**Task**
Gather each line in the records below that contains the word "white", and copy every such line in full.

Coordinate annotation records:

□ □ □ □

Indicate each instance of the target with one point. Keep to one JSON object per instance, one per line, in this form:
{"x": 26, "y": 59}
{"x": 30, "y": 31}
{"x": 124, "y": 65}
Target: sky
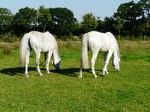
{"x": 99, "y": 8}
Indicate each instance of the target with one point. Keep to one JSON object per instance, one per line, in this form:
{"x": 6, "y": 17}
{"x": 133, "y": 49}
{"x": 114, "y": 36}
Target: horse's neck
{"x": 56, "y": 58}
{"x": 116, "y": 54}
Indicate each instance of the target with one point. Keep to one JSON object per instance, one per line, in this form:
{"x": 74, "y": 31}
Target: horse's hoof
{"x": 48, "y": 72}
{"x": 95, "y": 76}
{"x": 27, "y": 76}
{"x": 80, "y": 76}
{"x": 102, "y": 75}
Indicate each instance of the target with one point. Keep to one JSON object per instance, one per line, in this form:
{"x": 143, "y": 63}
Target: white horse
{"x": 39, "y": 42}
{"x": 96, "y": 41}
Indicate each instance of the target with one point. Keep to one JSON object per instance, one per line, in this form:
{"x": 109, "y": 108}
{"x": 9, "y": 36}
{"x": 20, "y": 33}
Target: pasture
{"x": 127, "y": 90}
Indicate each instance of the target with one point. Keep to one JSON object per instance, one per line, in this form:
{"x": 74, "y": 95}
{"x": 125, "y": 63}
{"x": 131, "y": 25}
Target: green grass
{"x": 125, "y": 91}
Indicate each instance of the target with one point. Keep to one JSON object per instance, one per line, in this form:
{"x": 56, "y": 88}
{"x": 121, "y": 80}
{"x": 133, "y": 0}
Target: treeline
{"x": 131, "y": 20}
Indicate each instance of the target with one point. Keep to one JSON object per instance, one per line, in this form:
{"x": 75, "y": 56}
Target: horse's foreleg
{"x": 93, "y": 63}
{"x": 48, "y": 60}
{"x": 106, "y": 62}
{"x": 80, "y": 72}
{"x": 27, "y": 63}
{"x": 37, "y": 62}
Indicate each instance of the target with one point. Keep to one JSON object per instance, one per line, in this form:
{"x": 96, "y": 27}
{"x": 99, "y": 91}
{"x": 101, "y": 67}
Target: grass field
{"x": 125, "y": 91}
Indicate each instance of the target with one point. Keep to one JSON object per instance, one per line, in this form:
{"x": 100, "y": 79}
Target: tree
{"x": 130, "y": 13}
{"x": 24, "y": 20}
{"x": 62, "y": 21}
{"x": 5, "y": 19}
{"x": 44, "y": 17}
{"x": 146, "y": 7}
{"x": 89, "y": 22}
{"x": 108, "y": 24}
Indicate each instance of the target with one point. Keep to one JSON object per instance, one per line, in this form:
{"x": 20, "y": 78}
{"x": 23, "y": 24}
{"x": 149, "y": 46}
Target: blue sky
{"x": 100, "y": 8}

□ □ □ □

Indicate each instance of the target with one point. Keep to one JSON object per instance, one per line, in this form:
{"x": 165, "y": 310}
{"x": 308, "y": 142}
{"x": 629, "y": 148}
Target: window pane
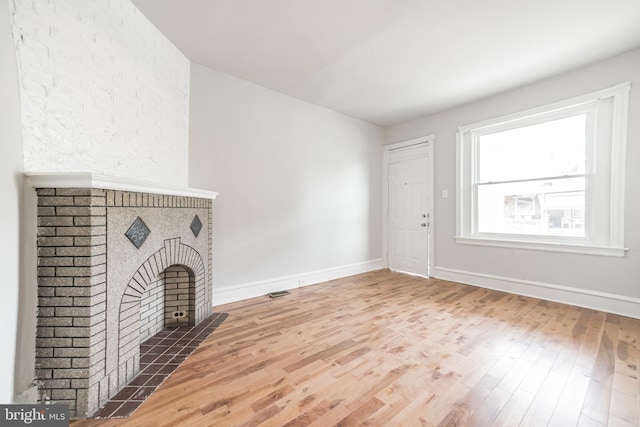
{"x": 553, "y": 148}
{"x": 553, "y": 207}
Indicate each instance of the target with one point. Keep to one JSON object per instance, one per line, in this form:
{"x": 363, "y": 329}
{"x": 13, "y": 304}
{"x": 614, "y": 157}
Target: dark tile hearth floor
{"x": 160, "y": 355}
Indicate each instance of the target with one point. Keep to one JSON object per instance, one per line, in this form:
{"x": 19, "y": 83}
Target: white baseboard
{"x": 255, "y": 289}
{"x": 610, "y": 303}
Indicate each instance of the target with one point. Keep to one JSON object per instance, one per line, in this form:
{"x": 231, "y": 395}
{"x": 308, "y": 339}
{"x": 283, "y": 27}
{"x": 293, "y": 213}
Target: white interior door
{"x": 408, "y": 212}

□ □ □ □

**Task answer**
Target: white horse
Target: white baseboard
Target: white interior door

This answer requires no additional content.